(Challenge)
Reproduce the records below exactly as they appear.

(Given information)
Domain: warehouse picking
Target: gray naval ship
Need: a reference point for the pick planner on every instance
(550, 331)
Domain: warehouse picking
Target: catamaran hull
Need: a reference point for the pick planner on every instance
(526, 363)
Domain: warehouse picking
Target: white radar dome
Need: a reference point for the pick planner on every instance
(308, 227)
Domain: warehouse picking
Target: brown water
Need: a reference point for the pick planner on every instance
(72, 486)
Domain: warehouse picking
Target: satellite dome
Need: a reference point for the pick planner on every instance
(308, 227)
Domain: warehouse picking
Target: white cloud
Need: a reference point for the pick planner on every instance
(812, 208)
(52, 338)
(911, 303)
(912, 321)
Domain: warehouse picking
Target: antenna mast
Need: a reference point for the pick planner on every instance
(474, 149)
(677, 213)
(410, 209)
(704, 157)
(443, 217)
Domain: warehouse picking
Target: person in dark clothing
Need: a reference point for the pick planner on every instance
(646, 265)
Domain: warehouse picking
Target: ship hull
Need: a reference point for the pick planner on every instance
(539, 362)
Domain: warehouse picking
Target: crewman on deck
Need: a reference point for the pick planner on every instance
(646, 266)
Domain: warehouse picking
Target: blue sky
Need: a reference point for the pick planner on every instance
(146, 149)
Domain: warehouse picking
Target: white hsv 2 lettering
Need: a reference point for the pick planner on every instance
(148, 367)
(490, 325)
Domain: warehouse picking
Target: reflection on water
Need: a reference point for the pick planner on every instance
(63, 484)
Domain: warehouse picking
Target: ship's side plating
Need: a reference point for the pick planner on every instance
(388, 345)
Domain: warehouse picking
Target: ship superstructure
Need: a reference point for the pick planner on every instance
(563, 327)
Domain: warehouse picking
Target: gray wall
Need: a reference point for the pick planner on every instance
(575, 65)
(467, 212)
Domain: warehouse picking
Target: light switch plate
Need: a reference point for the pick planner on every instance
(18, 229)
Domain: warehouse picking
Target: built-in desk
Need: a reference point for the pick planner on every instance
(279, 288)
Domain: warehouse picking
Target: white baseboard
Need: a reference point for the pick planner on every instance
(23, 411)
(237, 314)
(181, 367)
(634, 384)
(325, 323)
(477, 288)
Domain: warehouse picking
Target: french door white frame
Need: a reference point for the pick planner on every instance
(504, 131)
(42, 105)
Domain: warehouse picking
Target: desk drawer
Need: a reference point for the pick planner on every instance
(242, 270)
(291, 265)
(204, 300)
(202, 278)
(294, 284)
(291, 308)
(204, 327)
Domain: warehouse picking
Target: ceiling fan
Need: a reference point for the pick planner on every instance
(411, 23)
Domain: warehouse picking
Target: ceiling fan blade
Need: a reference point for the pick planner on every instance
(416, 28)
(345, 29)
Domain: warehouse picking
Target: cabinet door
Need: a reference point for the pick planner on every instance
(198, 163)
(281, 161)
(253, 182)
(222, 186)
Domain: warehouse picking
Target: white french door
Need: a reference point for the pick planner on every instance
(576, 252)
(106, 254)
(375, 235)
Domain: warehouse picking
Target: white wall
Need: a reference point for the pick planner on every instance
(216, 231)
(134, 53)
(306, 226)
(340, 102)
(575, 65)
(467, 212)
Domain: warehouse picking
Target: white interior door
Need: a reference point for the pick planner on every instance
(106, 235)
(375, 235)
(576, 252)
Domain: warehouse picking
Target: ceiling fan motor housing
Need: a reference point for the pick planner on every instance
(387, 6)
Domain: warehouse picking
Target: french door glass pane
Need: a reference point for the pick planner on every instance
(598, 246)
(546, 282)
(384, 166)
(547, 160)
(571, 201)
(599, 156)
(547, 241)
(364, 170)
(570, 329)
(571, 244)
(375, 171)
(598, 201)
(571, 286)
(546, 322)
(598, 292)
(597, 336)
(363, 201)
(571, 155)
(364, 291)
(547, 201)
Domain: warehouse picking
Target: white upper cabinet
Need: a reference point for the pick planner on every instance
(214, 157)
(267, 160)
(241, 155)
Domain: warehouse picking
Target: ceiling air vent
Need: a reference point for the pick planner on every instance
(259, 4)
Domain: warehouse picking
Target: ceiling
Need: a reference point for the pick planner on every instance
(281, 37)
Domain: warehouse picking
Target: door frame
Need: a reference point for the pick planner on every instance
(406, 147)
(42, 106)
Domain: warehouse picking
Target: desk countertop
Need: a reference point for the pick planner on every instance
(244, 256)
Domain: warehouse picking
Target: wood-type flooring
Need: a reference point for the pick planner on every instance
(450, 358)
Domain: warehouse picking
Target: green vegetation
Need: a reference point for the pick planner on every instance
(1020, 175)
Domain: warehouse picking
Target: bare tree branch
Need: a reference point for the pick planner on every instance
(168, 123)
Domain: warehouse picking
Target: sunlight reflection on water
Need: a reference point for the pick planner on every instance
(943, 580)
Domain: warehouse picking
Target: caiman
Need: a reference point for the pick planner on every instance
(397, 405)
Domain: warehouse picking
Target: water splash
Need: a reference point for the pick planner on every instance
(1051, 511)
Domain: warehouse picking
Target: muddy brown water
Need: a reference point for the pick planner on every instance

(Written answer)
Domain: warehouse picking
Target: gray naval ship
Need: a reference point for the pick planner on every instance
(550, 331)
Domain: warehouse picking
Target: catamaran hull
Need: a reference point for the pick planner on every instance
(526, 363)
Domain: warehouse picking
Target: white radar dome
Need: a reference point for the pick planner on every instance
(308, 227)
Domain: warehouse picking
Target: brown water
Need: a reference point for the pick planner on every instance
(72, 486)
Domain: warehouse picking
Target: satellite dome
Need: a reference point for the pick planner on every instance
(308, 227)
Domain: warehouse picking
Target: white cloud
Need: a reference point for the pick planner on every instance
(812, 208)
(52, 338)
(911, 303)
(912, 321)
Domain: warehouse picking
Target: antenna mast
Need: a reference point for the pick planner on every instance
(474, 149)
(677, 213)
(410, 209)
(704, 157)
(443, 217)
Domain: warehouse picking
Target: person in dark clothing
Need: a reference point for the pick planner on every instance
(646, 265)
Domain: warehouse picking
Target: ship hull
Need: a reference point for the pick planner on every instance
(539, 362)
Domain: warehouse picking
Target: crewman on deck
Need: a reference point for the pick planner on every instance
(646, 266)
Domain: warehouse picking
Target: blue sky
Need: a reference point for the pick planner on every instance
(146, 149)
Domain: warehouse picking
Target: white hsv 2 lettering
Need: a reference point for the pick planner on every instance
(148, 367)
(490, 325)
Domain: warehouse picking
Target: reflection on water
Need: a reference point for the pick planner on every instance
(63, 484)
Domain: warehouse picking
Target: ship's side plating
Need: a reference point for the pick planner on every instance
(388, 345)
Domain: warehouse picking
Target: ship superstructure
Need: a reference point for the pick planner on every instance
(563, 327)
Domain: warehouse picking
Target: gray wall
Need: a reference point for the pick planner on every instance
(575, 65)
(467, 212)
Domain: warehouse picking
Target: light switch plate
Need: a reference point for the pick planner on every instance
(18, 229)
Domain: warehouse picking
Target: built-in desk
Need: a reference point for the pick planner on every instance
(279, 288)
Domain: warehouse picking
Target: white baseboard
Need: a reference point for the pick planner on every instance
(23, 411)
(237, 314)
(181, 367)
(634, 384)
(325, 323)
(477, 288)
Domain: warehouse picking
Target: french door white frame
Need: a reference point for the pick planner on every instance
(504, 131)
(42, 105)
Domain: warehouse picking
Target: desk drawer
Need: a reference point for the pick planner on every instance
(242, 270)
(291, 265)
(204, 300)
(202, 278)
(294, 284)
(291, 308)
(204, 327)
Domain: warehouse picking
Target: ceiling fan
Need: a reference point for the pick planner on every instance
(411, 23)
Domain: warehouse picking
Target: ceiling fan blade
Need: a reference point for the pick planner on every instance
(416, 28)
(345, 29)
Domain: warehouse picking
Target: cabinet door
Need: a reference point for the pick planner on every instance
(198, 163)
(281, 161)
(253, 182)
(222, 186)
Domain: warehouse picking
Target: white french door
Need: a reference point for the pick planner on every instance
(576, 252)
(106, 254)
(375, 235)
Domain: warehouse picking
Target: white wall
Need: a reference point for the pick planner on every instance
(216, 231)
(134, 53)
(306, 226)
(340, 102)
(575, 65)
(467, 212)
Domain: warehouse picking
Target: white interior door
Need: a reference point for the pick planner on every instance
(106, 235)
(375, 235)
(576, 252)
Domain: warehouse picking
Target: ceiling fan motor housing
Need: a reference point for the pick planner on every instance
(387, 6)
Domain: warehouse picking
Target: french door glass pane
Need: a reference point for the pick planner on every instance
(598, 246)
(546, 282)
(384, 166)
(547, 160)
(571, 201)
(599, 156)
(547, 241)
(364, 170)
(570, 329)
(571, 244)
(375, 171)
(598, 201)
(571, 286)
(546, 322)
(598, 292)
(597, 336)
(363, 201)
(571, 155)
(364, 291)
(547, 201)
Domain: warehouse picking
Target: white upper cabinet
Need: a reference point for the pick planner on every instance
(214, 157)
(267, 160)
(241, 155)
Domain: warehouse picking
Target: ceiling air vent
Need: a reference point for the pick planner on every instance
(259, 4)
Domain: warehouse picking
Target: ceiling
Need: a reference point for the pick planner on every instance
(281, 37)
Domain: warehouse picking
Target: door frame
Need: a reference point for the pick planner on every instance
(406, 147)
(42, 106)
Domain: warehouse picking
Target: desk countertop
Need: a reference point for the pick planner on every instance
(244, 256)
Domain: warehouse picking
Target: wood-type flooring
Need: a reference point for the pick planner on every instance
(450, 358)
Domain: warehouse picking
Target: green vegetation
Need: a reference point for the pick planner on every instance
(1020, 175)
Domain: warehouse picking
Target: bare tree branch
Need: a reference point for the pick planner on every instance
(168, 123)
Domain: warehouse picking
Target: sunlight reflection on water
Need: a reference point for the pick planner on every instance
(943, 580)
Domain: warehouse picking
Target: caiman
Need: a reference point for the pick planner on every instance
(397, 405)
Domain: warehouse picking
Target: water splash
Need: a reference point for the pick planner on every instance
(1051, 511)
Domain: warehouse picking
Target: muddy brown water
Need: a reference point for the pick planner on every instance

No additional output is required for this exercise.